* _About this exercise_: Please return every line from the entries that has the string "rear" in it.

--- START ---

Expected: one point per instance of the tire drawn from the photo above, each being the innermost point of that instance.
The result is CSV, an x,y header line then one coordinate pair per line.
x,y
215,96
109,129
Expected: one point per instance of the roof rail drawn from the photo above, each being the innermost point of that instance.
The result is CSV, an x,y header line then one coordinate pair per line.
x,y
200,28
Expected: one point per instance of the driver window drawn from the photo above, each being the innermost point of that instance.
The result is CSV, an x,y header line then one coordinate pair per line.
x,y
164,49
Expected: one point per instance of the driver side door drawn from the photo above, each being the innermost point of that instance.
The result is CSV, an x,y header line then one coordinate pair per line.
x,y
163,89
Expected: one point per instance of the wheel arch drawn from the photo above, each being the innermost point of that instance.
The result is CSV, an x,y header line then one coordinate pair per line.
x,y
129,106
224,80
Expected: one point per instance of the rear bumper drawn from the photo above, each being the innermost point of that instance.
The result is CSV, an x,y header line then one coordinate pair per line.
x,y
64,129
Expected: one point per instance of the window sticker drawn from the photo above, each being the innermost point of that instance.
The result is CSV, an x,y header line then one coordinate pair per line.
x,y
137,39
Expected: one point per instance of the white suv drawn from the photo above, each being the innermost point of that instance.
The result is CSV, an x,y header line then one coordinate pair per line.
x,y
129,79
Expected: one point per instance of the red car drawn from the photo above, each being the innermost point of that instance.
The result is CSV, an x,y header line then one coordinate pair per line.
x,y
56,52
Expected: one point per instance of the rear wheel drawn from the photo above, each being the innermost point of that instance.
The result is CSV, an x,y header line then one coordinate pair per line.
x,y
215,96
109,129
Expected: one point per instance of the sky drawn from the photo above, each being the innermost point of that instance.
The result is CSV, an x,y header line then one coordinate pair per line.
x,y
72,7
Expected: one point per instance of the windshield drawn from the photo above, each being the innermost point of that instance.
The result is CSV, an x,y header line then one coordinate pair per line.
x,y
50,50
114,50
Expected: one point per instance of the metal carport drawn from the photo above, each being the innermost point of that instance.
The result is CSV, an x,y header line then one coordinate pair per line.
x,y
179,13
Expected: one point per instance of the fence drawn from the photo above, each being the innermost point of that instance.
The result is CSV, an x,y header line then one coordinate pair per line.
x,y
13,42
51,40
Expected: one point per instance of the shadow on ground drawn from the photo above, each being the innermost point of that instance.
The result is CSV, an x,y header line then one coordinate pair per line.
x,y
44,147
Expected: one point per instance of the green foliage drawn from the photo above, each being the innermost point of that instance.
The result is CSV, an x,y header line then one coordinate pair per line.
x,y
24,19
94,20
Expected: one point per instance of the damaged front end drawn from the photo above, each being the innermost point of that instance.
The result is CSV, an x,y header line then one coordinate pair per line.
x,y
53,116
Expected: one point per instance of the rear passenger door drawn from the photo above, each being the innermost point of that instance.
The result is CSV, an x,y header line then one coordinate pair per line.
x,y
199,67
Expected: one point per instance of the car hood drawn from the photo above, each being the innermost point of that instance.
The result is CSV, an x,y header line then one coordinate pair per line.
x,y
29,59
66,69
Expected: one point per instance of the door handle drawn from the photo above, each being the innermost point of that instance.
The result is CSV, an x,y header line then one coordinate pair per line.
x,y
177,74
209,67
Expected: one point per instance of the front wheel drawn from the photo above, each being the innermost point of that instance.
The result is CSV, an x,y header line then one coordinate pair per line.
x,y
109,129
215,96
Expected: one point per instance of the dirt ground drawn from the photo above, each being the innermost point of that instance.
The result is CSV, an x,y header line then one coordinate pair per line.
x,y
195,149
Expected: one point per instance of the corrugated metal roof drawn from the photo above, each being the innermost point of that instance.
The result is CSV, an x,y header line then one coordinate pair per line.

--- END ---

* _Exercise solution_:
Expected: one point per instance of the rear bumper drawn from the photo above, each being the innermost point of that instance.
Expected: one point per instance of the rear wheel drawn from the photo above, each being the innermost point of that instance.
Expected: one point per instance of the rear passenger door drawn from the photo above, each being the innermost point of that instance.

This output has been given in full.